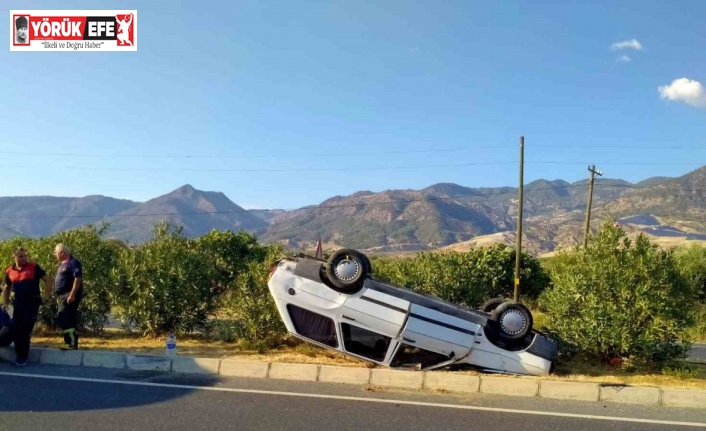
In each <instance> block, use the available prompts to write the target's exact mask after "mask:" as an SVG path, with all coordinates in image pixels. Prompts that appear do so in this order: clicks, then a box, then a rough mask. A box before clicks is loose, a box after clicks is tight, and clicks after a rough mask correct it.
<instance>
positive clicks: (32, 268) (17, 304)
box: [3, 248, 52, 367]
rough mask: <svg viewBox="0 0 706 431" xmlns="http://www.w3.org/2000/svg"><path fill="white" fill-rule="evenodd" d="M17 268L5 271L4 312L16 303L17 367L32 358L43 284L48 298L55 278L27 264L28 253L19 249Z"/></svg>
mask: <svg viewBox="0 0 706 431" xmlns="http://www.w3.org/2000/svg"><path fill="white" fill-rule="evenodd" d="M13 255H14V258H15V264H14V265H12V266H11V267H9V268H7V269H6V270H5V291H4V292H3V299H4V302H3V309H4V310H5V311H7V309H8V307H9V304H10V292H12V293H14V297H13V300H12V310H13V312H12V333H13V335H14V341H15V355H16V359H15V363H14V364H15V365H17V366H20V367H21V366H24V365H26V364H27V359H28V358H29V342H30V339H31V338H32V331H33V330H34V324H35V323H36V322H37V316H38V314H39V306H40V305H41V304H42V292H41V290H40V289H39V280H42V281H44V296H45V297H50V296H51V288H52V283H51V278H49V276H48V275H47V273H46V272H45V271H44V270H43V269H42V268H41V267H40V266H39V265H37V264H36V263H34V262H28V261H27V252H26V251H25V250H24V249H23V248H18V249H17V250H15V253H14V254H13Z"/></svg>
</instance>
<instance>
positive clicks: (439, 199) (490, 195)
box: [0, 183, 706, 220]
mask: <svg viewBox="0 0 706 431" xmlns="http://www.w3.org/2000/svg"><path fill="white" fill-rule="evenodd" d="M587 186H588V184H568V185H564V186H556V187H538V188H530V189H527V188H526V189H525V193H534V192H538V191H546V190H557V189H569V188H576V187H587ZM595 187H601V188H602V187H619V188H621V187H622V188H633V189H636V190H645V189H651V188H655V187H659V185H657V186H635V185H628V184H601V183H596V184H595ZM661 190H670V191H675V192H689V193H691V192H701V193H706V189H669V188H667V189H665V188H662V189H661ZM515 191H516V189H513V188H510V189H509V190H497V191H493V192H487V193H478V194H473V195H454V196H437V197H426V198H413V199H398V200H392V201H385V202H369V203H356V204H329V205H309V206H304V207H301V208H291V209H251V210H246V209H240V210H225V211H199V212H173V213H150V214H102V215H57V216H0V220H11V219H55V218H126V217H165V216H177V215H214V214H236V213H253V212H276V211H288V212H291V211H307V210H325V209H330V208H345V207H371V206H383V205H394V204H398V203H413V202H433V201H442V200H453V199H465V198H488V197H490V196H494V195H503V194H507V195H513V194H514V193H515ZM486 202H488V200H484V201H479V202H478V203H486Z"/></svg>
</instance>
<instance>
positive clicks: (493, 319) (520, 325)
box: [491, 302, 533, 341]
mask: <svg viewBox="0 0 706 431" xmlns="http://www.w3.org/2000/svg"><path fill="white" fill-rule="evenodd" d="M491 319H492V320H493V321H494V322H495V323H496V325H497V328H498V335H499V336H500V338H502V339H504V340H506V341H518V340H521V339H523V338H524V337H526V336H527V334H529V333H530V331H532V324H533V320H532V313H531V312H530V311H529V309H527V307H525V306H524V305H522V304H520V303H517V302H505V303H503V304H500V305H499V306H498V307H497V308H496V309H495V310H493V312H492V313H491Z"/></svg>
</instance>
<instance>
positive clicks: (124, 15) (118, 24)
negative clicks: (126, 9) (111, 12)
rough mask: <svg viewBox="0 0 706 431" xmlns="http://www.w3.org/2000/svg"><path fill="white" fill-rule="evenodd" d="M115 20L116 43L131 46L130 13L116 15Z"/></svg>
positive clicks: (131, 15)
mask: <svg viewBox="0 0 706 431" xmlns="http://www.w3.org/2000/svg"><path fill="white" fill-rule="evenodd" d="M115 21H116V23H117V24H118V45H130V46H132V38H133V35H132V34H131V30H132V29H133V27H132V14H131V13H129V14H127V15H116V16H115Z"/></svg>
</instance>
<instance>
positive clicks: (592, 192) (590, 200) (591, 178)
mask: <svg viewBox="0 0 706 431" xmlns="http://www.w3.org/2000/svg"><path fill="white" fill-rule="evenodd" d="M588 171H589V172H590V173H591V177H590V179H589V180H588V206H587V207H586V227H585V228H584V231H583V248H586V246H587V245H588V229H589V227H590V226H591V201H592V200H593V181H594V179H595V178H596V175H598V176H602V175H603V171H601V170H596V165H591V166H589V167H588Z"/></svg>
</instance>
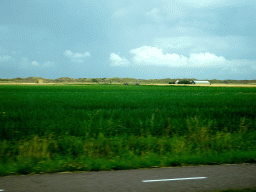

• TASK TO CARRY OUT: Without the pictures, set down every entry exactly.

• EXERCISE ANSWER:
In each <instance> block, use the available prompts to write the target's exact mask after "mask:" as an SVG path, with all coordinates in image pixels. Prompts that appear do so in this order: clicks, then a box, then a rough mask. A box before clicks is loose, a box after clicks is tight, and clicks after a rough mask correct it.
<instance>
positive clicks: (32, 268) (17, 304)
box: [3, 248, 52, 367]
rough mask: <svg viewBox="0 0 706 431" xmlns="http://www.w3.org/2000/svg"><path fill="white" fill-rule="evenodd" d="M17 268L5 271L4 312L16 303L17 367L32 358L43 284L48 298L55 278L27 264L28 253L19 249Z"/></svg>
mask: <svg viewBox="0 0 706 431" xmlns="http://www.w3.org/2000/svg"><path fill="white" fill-rule="evenodd" d="M13 255H14V258H15V264H14V265H12V266H11V267H9V268H7V269H6V270H5V291H4V292H3V299H4V302H3V309H4V310H5V311H7V309H8V307H9V304H10V292H12V293H14V297H13V300H12V310H13V312H12V333H13V335H14V341H15V355H16V359H15V363H14V364H15V365H17V366H20V367H21V366H24V365H26V364H27V359H28V358H29V342H30V339H31V338H32V331H33V330H34V324H35V323H36V322H37V316H38V314H39V306H40V305H41V304H42V292H41V290H40V289H39V280H42V281H44V296H45V297H50V296H51V288H52V283H51V278H49V276H48V275H47V273H46V272H45V271H44V270H43V269H42V268H41V267H40V266H39V265H37V264H36V263H34V262H28V261H27V252H26V251H25V250H24V249H23V248H18V249H17V250H15V253H14V254H13Z"/></svg>
</instance>
<instance>
positive clicks: (439, 199) (490, 195)
box: [0, 183, 706, 220]
mask: <svg viewBox="0 0 706 431" xmlns="http://www.w3.org/2000/svg"><path fill="white" fill-rule="evenodd" d="M587 186H588V184H568V185H564V186H556V187H538V188H530V189H527V188H526V189H525V193H534V192H538V191H546V190H557V189H569V188H576V187H587ZM595 187H601V188H602V187H619V188H621V187H622V188H633V189H636V190H645V189H651V188H655V187H659V185H657V186H635V185H628V184H601V183H596V184H595ZM661 190H670V191H675V192H689V193H691V192H701V193H706V189H669V188H667V189H665V188H662V189H661ZM515 191H516V189H513V188H510V189H509V190H497V191H493V192H487V193H478V194H473V195H454V196H437V197H426V198H413V199H398V200H392V201H385V202H369V203H356V204H329V205H309V206H304V207H301V208H291V209H251V210H246V209H240V210H225V211H199V212H173V213H150V214H102V215H57V216H0V220H11V219H55V218H126V217H165V216H177V215H214V214H236V213H253V212H276V211H288V212H291V211H307V210H325V209H330V208H345V207H371V206H383V205H394V204H398V203H413V202H433V201H442V200H453V199H465V198H488V197H490V196H494V195H503V194H507V195H513V194H514V193H515ZM486 202H488V200H484V201H479V202H478V203H486Z"/></svg>
</instance>
<instance>
positive clicks: (493, 319) (520, 325)
box: [491, 302, 533, 341]
mask: <svg viewBox="0 0 706 431" xmlns="http://www.w3.org/2000/svg"><path fill="white" fill-rule="evenodd" d="M491 319H492V320H493V321H494V322H495V323H496V325H497V328H498V335H499V336H500V338H502V339H504V340H506V341H518V340H521V339H523V338H524V337H526V336H527V334H529V333H530V331H532V324H533V320H532V313H531V312H530V311H529V309H527V307H525V306H524V305H522V304H520V303H517V302H505V303H503V304H500V305H499V306H498V307H497V308H496V309H495V310H493V312H492V313H491Z"/></svg>
</instance>
<instance>
positive clicks: (124, 15) (118, 24)
negative clicks: (126, 9) (111, 12)
rough mask: <svg viewBox="0 0 706 431" xmlns="http://www.w3.org/2000/svg"><path fill="white" fill-rule="evenodd" d="M115 20L116 43L131 46L130 13L116 15Z"/></svg>
positive clicks: (131, 15)
mask: <svg viewBox="0 0 706 431" xmlns="http://www.w3.org/2000/svg"><path fill="white" fill-rule="evenodd" d="M115 21H116V23H117V24H118V45H130V46H132V38H133V35H132V34H131V30H132V29H133V27H132V14H131V13H129V14H127V15H116V16H115Z"/></svg>
</instance>
<instance>
positive clicks: (592, 192) (590, 200) (591, 178)
mask: <svg viewBox="0 0 706 431" xmlns="http://www.w3.org/2000/svg"><path fill="white" fill-rule="evenodd" d="M588 171H589V172H590V173H591V177H590V179H589V180H588V206H587V207H586V227H585V228H584V231H583V248H586V246H587V245H588V229H589V227H590V226H591V201H592V200H593V181H594V179H595V178H596V175H598V176H602V175H603V171H601V170H596V165H591V166H589V167H588Z"/></svg>
</instance>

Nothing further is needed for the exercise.